◆ **Your tasks**:
1. Can you set down the stretch of the Easter sermon excerpt from "Jesus did have" through "love for us." word for word?
2. Can you take the Easter sermon excerpt further, picking up after its last sentence?

◆ **Excerpt**:

[Start of Attachment]

Jesus did have one advantage.  It is one that we have been given too, but we don’t always recognize it.  He knew what the final outcome would be.  Despite the stress, anxiety, worry and anticipation Jesus knew that Good Friday was not the end- Easter was coming.  There was light at the end of the ordeal and Jesus is our light in these moments of darkness too.  The Psalmist expresses this trust in our scripture today.  “I trust in you Lord; I say, “You are my God.” My times are in your hands;” Because of our personal history and experience with God, because of the life of Jesus, because of the Gospel, because we have been given the word of God, we can have that hope too.  We have hope and can trust in the messiah, who knew what was coming next and loved us enough to endure the pressure of this week and the pain cross out of love for us. 

God can see past our anxiety, past our fear.  God can see past the things we cannot comprehend and promised to be with us every step of the way.  It is a matter of reality that sometimes things in this life get better but sometimes they don’t.  Like Jesus, we may still have to walk the road in front of us.  We may not be cured of the disease of our bodies; we may not get what we want in this life. But even still, and that is a big But- God can still be trusted to be there.  Whether the prognosis is good or bad, whether the conversation ends in forgiveness or anger, whether life or death, God will always be there with us, guiding us through to the other side.  And we can trust just as Jesus did and as many children celebrate on this day- Easter is coming!

[End of Attachment]

◆ **Excerpted data**:
[Start of Attachment]

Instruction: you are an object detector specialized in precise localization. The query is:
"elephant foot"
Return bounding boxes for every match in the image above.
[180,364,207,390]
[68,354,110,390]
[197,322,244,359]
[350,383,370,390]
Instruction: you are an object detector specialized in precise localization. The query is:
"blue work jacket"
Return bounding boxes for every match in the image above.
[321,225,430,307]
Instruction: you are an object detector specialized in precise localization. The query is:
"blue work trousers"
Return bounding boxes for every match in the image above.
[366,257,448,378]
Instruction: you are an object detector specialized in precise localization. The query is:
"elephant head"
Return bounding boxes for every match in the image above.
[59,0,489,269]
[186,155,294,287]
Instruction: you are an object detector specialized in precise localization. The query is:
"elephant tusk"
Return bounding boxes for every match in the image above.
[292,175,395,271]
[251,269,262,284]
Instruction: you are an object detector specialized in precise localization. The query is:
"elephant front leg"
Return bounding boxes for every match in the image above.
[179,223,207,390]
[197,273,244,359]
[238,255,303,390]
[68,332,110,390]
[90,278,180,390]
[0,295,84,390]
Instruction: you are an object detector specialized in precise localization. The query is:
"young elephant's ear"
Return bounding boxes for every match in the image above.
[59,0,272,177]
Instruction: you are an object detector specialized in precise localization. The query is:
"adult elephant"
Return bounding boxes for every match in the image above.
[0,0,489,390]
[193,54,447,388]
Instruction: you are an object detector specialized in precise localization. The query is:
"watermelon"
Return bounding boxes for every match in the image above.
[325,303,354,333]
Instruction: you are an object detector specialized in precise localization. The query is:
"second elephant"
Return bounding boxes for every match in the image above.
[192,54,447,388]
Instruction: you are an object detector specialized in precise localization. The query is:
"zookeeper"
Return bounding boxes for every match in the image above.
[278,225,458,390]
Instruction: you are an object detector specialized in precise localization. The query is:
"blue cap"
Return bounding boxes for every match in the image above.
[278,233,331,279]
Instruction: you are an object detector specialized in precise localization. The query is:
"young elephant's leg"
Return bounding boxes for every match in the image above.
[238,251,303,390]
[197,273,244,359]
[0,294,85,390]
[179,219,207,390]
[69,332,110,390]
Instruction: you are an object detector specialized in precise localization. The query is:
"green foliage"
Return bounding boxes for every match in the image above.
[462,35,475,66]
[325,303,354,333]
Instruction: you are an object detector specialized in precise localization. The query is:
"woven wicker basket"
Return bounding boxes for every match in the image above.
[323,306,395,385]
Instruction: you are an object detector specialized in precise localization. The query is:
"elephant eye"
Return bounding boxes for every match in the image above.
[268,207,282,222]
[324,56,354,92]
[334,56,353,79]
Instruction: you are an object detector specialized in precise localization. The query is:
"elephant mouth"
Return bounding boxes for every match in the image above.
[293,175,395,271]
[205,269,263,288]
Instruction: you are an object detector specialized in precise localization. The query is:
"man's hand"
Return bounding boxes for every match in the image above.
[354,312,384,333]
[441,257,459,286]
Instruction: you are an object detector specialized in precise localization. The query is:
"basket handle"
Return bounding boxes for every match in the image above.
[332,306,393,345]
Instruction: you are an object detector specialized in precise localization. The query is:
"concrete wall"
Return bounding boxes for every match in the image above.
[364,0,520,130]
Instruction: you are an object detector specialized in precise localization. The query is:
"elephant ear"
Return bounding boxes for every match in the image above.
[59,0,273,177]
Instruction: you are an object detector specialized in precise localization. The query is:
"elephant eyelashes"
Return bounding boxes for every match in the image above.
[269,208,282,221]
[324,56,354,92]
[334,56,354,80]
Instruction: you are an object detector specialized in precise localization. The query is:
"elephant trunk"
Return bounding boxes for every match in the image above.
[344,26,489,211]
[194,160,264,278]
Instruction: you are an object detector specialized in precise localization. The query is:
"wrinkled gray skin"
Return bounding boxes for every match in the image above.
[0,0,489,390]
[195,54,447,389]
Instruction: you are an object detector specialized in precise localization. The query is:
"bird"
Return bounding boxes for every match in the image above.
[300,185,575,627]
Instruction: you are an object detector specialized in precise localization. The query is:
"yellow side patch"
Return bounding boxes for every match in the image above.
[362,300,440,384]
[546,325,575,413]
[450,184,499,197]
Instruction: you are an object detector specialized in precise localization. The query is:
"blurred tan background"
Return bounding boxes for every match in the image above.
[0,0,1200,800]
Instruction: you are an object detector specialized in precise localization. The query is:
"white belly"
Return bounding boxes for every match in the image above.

[End of Attachment]

◆ **Outputs for the tasks**:
1.
Jesus did have one advantage.  It is one that we have been given too, but we don’t always recognize it.  He knew what the final outcome would be.  Despite the stress, anxiety, worry and anticipation Jesus knew that Good Friday was not the end- Easter was coming.  There was light at the end of the ordeal and Jesus is our light in these moments of darkness too.  The Psalmist expresses this trust in our scripture today.  “I trust in you Lord; I say, “You are my God.” My times are in your hands;” Because of our personal history and experience with God, because of the life of Jesus, because of the Gospel, because we have been given the word of God, we can have that hope too.  We have hope and can trust in the messiah, who knew what was coming next and loved us enough to endure the pressure of this week and the pain cross out of love for us.

2.
Yeah, though I walk through the valley of the shadow of death- not over it or around it or avoid it- but as we go through it, God is with us.  Where does our help come from? It comes from the Lord.  The Lord will keep your life.  As we experience all the fear and anxiety associated with living this life, God hears our cries and not only does God hear, but in Jesus we see that he empathizes and understands our distress, and provides us companionship, comfort, peace, guidance and reassurance no matter the circumstances of our situation.  We can trust God, in good times and bad, to be there with us, leading us and guiding us to new life in Christ. We can trust that Easter is coming and we can believe with full confidence that Jesus is our Hosanna, and will save us. Blessed is he who comes in the name of the Lord, Hosanna in the Highest!